START PROVIDED RECORDS
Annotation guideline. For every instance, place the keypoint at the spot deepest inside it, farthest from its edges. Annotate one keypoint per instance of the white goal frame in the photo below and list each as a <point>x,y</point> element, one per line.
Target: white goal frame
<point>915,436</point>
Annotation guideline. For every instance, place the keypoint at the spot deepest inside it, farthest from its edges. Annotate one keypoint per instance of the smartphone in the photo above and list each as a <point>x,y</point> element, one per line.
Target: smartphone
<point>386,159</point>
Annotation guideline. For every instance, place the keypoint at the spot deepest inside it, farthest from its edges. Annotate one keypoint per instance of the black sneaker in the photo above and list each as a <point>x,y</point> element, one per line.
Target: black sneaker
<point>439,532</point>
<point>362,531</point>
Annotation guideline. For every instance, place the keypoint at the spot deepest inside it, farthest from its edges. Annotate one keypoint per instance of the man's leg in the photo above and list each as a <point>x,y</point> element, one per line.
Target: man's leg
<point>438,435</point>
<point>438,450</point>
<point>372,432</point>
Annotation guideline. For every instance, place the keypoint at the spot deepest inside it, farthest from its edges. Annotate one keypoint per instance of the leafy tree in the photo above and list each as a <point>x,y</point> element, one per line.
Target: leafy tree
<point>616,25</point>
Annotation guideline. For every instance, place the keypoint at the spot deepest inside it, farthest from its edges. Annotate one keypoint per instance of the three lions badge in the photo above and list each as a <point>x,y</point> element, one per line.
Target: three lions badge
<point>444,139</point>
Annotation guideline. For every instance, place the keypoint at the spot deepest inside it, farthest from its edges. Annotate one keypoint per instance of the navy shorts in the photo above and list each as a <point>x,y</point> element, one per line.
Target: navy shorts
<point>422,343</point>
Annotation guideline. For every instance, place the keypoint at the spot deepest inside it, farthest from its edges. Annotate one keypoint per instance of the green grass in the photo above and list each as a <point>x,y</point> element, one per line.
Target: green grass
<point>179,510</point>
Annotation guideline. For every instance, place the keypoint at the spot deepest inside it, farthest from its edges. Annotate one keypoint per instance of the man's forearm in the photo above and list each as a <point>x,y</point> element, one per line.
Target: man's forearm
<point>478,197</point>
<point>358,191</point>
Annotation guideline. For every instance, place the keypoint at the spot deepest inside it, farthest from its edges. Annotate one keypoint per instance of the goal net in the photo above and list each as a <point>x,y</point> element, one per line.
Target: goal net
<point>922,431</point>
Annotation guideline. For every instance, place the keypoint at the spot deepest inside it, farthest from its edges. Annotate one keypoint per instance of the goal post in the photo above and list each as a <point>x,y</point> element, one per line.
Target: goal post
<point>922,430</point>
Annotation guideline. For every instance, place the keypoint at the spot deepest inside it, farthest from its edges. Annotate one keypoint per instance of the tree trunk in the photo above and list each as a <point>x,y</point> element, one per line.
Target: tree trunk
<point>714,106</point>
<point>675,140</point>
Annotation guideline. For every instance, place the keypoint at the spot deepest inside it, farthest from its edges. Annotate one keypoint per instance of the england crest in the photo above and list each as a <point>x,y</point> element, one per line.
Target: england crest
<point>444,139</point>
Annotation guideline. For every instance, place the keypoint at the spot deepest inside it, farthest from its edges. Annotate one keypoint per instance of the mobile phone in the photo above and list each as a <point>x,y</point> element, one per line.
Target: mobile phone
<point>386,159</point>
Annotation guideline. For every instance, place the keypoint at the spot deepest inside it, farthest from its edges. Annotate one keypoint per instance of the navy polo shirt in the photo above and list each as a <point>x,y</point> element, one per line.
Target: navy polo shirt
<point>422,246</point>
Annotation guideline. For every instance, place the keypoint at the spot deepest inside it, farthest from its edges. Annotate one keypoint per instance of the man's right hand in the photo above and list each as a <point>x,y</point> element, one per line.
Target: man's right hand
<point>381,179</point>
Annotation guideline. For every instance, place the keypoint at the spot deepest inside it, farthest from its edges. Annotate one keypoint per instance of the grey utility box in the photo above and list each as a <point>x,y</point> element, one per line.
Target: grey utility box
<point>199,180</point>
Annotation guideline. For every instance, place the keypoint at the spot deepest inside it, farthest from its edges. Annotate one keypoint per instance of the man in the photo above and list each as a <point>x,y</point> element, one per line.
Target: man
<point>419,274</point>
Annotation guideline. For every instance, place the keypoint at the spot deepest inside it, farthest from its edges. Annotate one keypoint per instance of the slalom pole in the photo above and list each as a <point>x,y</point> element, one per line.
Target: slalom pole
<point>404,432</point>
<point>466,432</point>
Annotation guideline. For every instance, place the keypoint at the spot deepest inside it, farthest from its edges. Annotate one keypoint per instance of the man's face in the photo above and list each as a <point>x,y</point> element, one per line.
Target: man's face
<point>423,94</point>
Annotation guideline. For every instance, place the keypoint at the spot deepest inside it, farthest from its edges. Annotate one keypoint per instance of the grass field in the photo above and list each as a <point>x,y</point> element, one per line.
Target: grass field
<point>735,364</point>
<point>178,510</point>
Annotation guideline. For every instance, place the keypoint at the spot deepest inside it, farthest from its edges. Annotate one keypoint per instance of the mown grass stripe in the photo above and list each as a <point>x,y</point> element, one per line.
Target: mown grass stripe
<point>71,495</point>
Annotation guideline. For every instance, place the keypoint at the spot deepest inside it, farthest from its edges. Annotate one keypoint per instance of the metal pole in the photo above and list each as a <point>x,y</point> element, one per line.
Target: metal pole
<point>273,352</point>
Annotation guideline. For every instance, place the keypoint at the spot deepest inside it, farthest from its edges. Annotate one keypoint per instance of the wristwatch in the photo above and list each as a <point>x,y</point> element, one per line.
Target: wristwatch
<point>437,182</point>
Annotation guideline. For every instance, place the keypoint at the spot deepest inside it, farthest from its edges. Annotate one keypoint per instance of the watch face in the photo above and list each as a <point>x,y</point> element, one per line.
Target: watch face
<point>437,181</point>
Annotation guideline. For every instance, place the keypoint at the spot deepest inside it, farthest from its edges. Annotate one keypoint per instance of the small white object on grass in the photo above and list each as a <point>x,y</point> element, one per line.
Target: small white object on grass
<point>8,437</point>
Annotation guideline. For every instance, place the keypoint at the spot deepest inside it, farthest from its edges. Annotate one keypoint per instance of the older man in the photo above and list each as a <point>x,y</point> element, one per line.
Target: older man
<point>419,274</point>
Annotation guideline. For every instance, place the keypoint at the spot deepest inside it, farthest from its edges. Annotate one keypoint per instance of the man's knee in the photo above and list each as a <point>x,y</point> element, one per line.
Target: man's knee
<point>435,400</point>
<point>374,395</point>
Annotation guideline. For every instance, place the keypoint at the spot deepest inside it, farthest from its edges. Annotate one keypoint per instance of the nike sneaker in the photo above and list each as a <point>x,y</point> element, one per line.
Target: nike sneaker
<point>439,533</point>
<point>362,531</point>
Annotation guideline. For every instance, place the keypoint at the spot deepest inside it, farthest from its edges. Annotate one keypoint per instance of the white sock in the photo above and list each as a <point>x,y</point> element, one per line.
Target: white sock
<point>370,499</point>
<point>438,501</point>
END PROVIDED RECORDS
Extract every line of the listing above and reproduce each one verbatim, from the first entry to the last.

■ **EXERCISE RESPONSE**
Annotation guideline. For every instance, place the keypoint at the spot deepest inside it, farthest from its edges. Annotate one keypoint per instance of the white goal frame in the photo below and list each as a <point>x,y</point> element, one per line.
Target: white goal frame
<point>915,436</point>
Annotation guideline. For every instance, place the keypoint at the spot deepest inside it, farthest from its edges. Annotate one keypoint per instance of the smartphone in the photo above and list each as a <point>x,y</point> element, one per line.
Target: smartphone
<point>386,159</point>
Annotation guideline. For every instance, place the keypoint at the spot deepest inside it, farthest from its edges. Annotate one keypoint per instance of the black sneaker in the photo above and list each as a <point>x,y</point> element, one per line.
Target: black sneaker
<point>439,532</point>
<point>362,531</point>
Annotation guideline. For every instance, place the keypoint at the spot deepest inside it, farthest from its edges. Annotate one keypoint per instance of the man's leg in the photo above and list each as a <point>x,y</point> element, one per line.
Target: man's leg
<point>438,435</point>
<point>438,450</point>
<point>372,432</point>
Annotation guideline. For every instance, place the keypoint at the spot deepest inside it, farthest from its edges. Annotate one keypoint per instance of the leafy tree in the photo above and list each as a <point>x,y</point> element, one per line.
Target: leafy tree
<point>616,25</point>
Annotation guideline. For every instance, place the keypoint at the spot deepest inside it, farthest from its edges. Annotate one keypoint per instance of the three lions badge in the photo above and list each as a <point>x,y</point> element, one per line.
Target: three lions badge
<point>444,139</point>
Annotation guideline. For every instance, place the keypoint at the spot deepest inside it, farthest from its edges. Annotate one keypoint per instance of the navy shorts in the photo above and list each as a <point>x,y</point> element, one per line.
Target: navy shorts
<point>422,343</point>
Annotation guideline. For every instance, place the keypoint at the spot deepest inside it, farthest from its edges. Annotate one keypoint per instance of the green grass in the photo above and list each as a <point>x,y</point> element, one per line.
Target: green grass
<point>179,510</point>
Annotation guideline. For every instance, place the keypoint at the spot deepest inside it, farthest from its edges. Annotate one keypoint per instance of the man's forearm in the photo above and list each as a <point>x,y</point> element, one per line.
Target: man's forearm
<point>478,197</point>
<point>358,191</point>
Annotation guideline. For every instance, place the keypoint at the spot deepest inside it, farthest from its edges. Annotate one keypoint per instance of the goal net in the photo above and list each as a <point>x,y</point> element, one per line.
Target: goal net
<point>922,431</point>
Annotation guideline. For every instance, place the keypoint at the spot deepest inside it, farthest from its edges. Annotate one keypoint per instance of the goal post in the photo above and list each as a <point>x,y</point> element, one per line.
Target: goal post
<point>922,430</point>
Annotation guideline. For every instance, place the keypoint at the spot deepest inside it, farthest from its edges. Annotate one keypoint per instance of the tree trunk in the photo above and list each as a <point>x,y</point> element, one per line.
Target: tree trunk
<point>714,106</point>
<point>675,140</point>
Annotation guideline. For every instance, place the keypoint at the spot deepest inside it, farthest from its edges. Annotate one keypoint per instance of the england crest in the photo above and list each as a <point>x,y</point> element, one per line.
Target: england crest
<point>444,139</point>
Annotation guideline. For every instance, place the keypoint at the spot deepest inside it, farthest from its edges. Annotate one keypoint per instance of the mobile phone in the photo above and list each as a <point>x,y</point> element, one per line.
Target: mobile phone
<point>386,159</point>
Annotation guideline. For every instance, place the keypoint at the spot deepest inside it, farthest from its edges. Annotate one keypoint per instance of the navy polo shirt in the photo above and list each as a <point>x,y</point> element, one per line.
Target: navy polo shirt
<point>422,246</point>
Annotation guideline. For every instance, place the keypoint at the spot deepest inside it, farthest from its edges. Annotate one keypoint per instance of the man's right hand in the photo above and list each as a <point>x,y</point> element, one per line.
Target: man's right hand
<point>381,179</point>
Annotation guideline. For every instance, place the keypoint at the spot deepest inside it, farthest from its edges. Annotate one keypoint per instance of the grey utility box in the photo above and list each as a <point>x,y</point> element, one per line.
Target: grey utility box
<point>199,180</point>
Annotation guideline. For every instance, place the keypoint at the spot deepest inside it, farthest from its edges. Annotate one keypoint per instance of the man in the photo above and list each as a <point>x,y</point> element, one per line.
Target: man
<point>419,274</point>
Annotation guideline. For every instance, place the keypoint at the spot deepest inside it, farthest from its edges. Annotate one keypoint per instance of the slalom pole in the photo above and list each as a <point>x,y</point> element, one per line.
Target: slalom pole
<point>404,432</point>
<point>466,432</point>
Annotation guideline. For every instance, place the keypoint at the spot deepest inside it, farthest from its edges. Annotate one keypoint per instance of the man's face in the photo above and list each as a <point>x,y</point> element, one per line.
Target: man's face
<point>423,94</point>
Annotation guideline. For every instance, place the keypoint at the spot deepest inside it, farthest from its edges. Annotate one keypoint per instance of the grass field in the photo above and list each as a <point>x,y</point> element, one per line.
Target: grass field
<point>735,364</point>
<point>178,510</point>
Annotation guideline. For every instance, place the keypoint at the spot deepest inside it, farthest from its edges. Annotate one keypoint per instance of the mown grass stripe in the photo above and list each as a <point>x,y</point> element, one per line.
Target: mown grass stripe
<point>71,495</point>
Annotation guideline. For every instance, place the keypoint at the spot deepest inside it, farthest from its edges. Annotate one keypoint per instance of the metal pole in the photo above and list each as a <point>x,y</point> element, one per line.
Target: metal pole
<point>273,352</point>
Annotation guideline. For every instance, place the keypoint at the spot deepest inside it, farthest from its edges. Annotate one keypoint per instance of the wristwatch in the photo above and list each as a <point>x,y</point> element, one per line.
Target: wristwatch
<point>437,182</point>
Annotation guideline. For every instance, place the keypoint at the spot deepest inside it, farthest from its edges. Annotate one keypoint per instance of the watch face in the photo above and list each as a <point>x,y</point> element, one per line.
Target: watch face
<point>437,181</point>
Annotation guideline. For every instance, place the keypoint at the spot deepest inside it, farthest from its edges. Annotate one keypoint per instance of the small white object on grass in the photo above and list each as a <point>x,y</point> element, one per line.
Target: small white object on grass
<point>8,437</point>
Annotation guideline. For every instance, place the keypoint at the spot deepest inside it, farthest from its edges. Annotate one keypoint per instance of the older man in the photo above and list each as a <point>x,y</point> element, one per line.
Target: older man
<point>419,274</point>
Annotation guideline. For every instance, place the keypoint at the spot deepest inside it, farthest from its edges. Annotate one keypoint per instance of the man's knee in the photo above and list each as a <point>x,y</point> element, one per line.
Target: man's knee
<point>435,400</point>
<point>374,395</point>
Annotation guideline. For every instance, place the keypoint at the spot deepest inside it, farthest from its edges. Annotate one keypoint per instance of the nike sneaker in the photo above and list each as a <point>x,y</point> element, one per line.
Target: nike sneaker
<point>439,533</point>
<point>362,531</point>
Annotation guideline. For every instance, place the keypoint at the spot deepest inside it, farthest from its edges. Annotate one keypoint per instance of the white sock in the photo above and list each as a <point>x,y</point> element, one per line.
Target: white sock
<point>370,499</point>
<point>438,501</point>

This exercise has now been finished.